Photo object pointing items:
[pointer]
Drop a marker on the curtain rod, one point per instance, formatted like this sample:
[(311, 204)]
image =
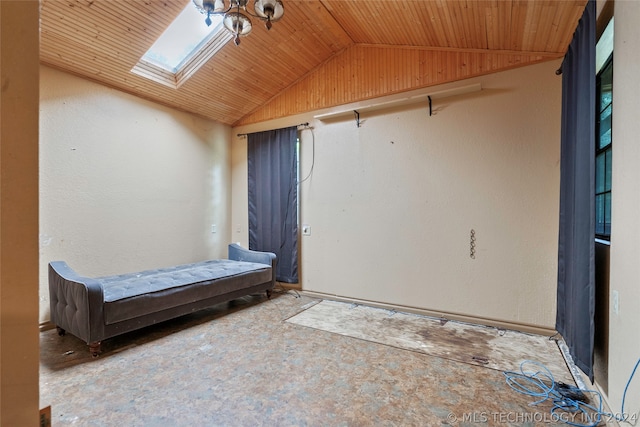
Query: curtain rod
[(306, 125)]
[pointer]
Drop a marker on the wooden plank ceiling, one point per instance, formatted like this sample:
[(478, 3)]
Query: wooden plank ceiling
[(321, 54)]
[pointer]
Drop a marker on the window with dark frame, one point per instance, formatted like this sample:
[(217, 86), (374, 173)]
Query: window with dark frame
[(604, 104)]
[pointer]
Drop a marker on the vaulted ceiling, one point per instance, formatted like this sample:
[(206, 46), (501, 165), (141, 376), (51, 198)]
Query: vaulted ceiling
[(321, 54)]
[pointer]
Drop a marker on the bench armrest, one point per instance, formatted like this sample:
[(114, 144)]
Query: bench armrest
[(76, 302), (238, 253)]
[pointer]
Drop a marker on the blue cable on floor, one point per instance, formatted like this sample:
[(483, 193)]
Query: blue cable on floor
[(569, 402)]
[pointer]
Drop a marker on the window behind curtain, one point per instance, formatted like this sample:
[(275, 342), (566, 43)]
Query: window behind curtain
[(272, 164), (604, 91)]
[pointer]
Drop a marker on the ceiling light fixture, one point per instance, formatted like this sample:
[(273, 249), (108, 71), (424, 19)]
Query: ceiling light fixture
[(236, 22)]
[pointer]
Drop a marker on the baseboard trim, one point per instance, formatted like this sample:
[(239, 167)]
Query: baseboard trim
[(497, 323)]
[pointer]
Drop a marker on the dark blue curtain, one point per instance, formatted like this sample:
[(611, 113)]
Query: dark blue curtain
[(576, 247), (273, 198)]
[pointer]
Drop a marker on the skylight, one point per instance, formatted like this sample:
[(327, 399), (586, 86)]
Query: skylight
[(186, 35)]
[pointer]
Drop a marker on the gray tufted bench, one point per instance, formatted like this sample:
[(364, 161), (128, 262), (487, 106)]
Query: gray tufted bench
[(94, 309)]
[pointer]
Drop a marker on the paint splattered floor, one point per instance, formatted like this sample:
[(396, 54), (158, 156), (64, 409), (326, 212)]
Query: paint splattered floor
[(243, 364)]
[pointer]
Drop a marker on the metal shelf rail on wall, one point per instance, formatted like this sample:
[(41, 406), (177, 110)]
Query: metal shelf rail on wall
[(415, 99)]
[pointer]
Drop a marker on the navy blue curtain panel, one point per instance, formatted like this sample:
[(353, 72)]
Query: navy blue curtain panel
[(273, 198), (576, 247)]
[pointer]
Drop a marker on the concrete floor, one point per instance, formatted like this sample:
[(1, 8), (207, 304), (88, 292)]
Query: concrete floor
[(243, 364)]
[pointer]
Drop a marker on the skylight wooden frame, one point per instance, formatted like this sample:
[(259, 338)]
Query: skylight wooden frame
[(158, 74)]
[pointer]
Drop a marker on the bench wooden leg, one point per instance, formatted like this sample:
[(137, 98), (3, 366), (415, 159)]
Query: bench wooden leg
[(94, 348)]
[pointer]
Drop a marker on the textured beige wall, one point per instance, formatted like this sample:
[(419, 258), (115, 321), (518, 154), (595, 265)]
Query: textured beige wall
[(126, 184), (624, 342), (19, 56), (391, 204)]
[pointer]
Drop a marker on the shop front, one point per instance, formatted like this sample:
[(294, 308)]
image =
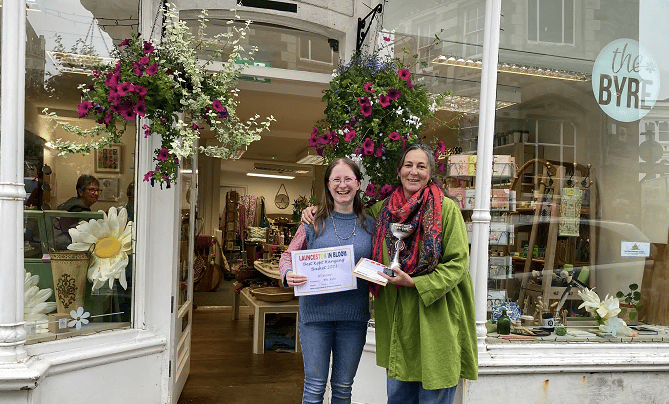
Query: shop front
[(557, 150)]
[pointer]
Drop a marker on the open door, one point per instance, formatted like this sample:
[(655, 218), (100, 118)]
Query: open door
[(182, 293)]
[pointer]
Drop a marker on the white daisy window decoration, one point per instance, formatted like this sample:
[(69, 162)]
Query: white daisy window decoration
[(110, 238), (79, 317), (36, 306)]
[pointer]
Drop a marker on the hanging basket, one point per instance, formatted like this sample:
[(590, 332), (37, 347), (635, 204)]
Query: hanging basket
[(69, 278)]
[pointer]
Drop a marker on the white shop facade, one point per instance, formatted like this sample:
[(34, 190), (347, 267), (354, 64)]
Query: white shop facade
[(575, 91)]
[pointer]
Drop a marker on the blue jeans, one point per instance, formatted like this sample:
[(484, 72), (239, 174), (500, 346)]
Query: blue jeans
[(414, 393), (345, 340)]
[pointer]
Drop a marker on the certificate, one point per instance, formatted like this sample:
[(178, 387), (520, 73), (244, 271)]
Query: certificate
[(327, 269)]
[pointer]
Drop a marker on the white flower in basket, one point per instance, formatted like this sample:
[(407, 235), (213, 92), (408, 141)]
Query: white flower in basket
[(110, 238)]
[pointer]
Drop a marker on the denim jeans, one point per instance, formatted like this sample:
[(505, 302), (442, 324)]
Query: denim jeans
[(414, 393), (345, 341)]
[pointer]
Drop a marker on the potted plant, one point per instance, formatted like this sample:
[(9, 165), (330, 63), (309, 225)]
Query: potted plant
[(630, 303)]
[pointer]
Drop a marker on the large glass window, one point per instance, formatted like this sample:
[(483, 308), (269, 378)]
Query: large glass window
[(65, 40), (581, 165)]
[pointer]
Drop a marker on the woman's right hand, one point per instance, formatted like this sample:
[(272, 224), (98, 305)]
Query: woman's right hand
[(293, 279), (308, 214)]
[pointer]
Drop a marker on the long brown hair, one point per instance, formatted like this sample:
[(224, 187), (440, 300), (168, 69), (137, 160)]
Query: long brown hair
[(327, 201)]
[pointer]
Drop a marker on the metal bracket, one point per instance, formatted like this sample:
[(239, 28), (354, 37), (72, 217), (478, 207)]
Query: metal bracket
[(362, 22)]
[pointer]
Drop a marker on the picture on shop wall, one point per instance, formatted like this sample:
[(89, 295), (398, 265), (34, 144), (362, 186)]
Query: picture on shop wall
[(108, 189), (108, 159)]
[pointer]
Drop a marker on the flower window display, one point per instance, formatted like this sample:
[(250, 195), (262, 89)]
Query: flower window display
[(374, 110), (168, 85)]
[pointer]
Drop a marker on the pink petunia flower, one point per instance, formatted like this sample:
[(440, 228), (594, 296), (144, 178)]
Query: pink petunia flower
[(394, 94), (441, 146), (216, 104), (129, 114), (124, 88), (366, 110), (140, 108), (368, 147), (148, 47), (384, 100), (163, 155), (141, 90), (370, 190), (364, 101), (137, 69), (83, 108), (151, 70), (404, 74)]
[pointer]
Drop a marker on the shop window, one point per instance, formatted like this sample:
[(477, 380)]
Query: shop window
[(551, 21), (474, 20), (316, 50), (64, 44)]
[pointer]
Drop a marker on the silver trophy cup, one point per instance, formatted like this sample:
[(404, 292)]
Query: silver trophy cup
[(400, 231)]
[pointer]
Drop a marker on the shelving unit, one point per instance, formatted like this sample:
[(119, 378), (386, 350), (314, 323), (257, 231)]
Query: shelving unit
[(544, 231)]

= PROBLEM DETAILS =
Report every line in the items above that contains the word "plant", matching case exactly.

= EXPECTED ANSWER =
Drop a marker on the potted plant, one point per instance, formatted like this sample:
Query: potted plant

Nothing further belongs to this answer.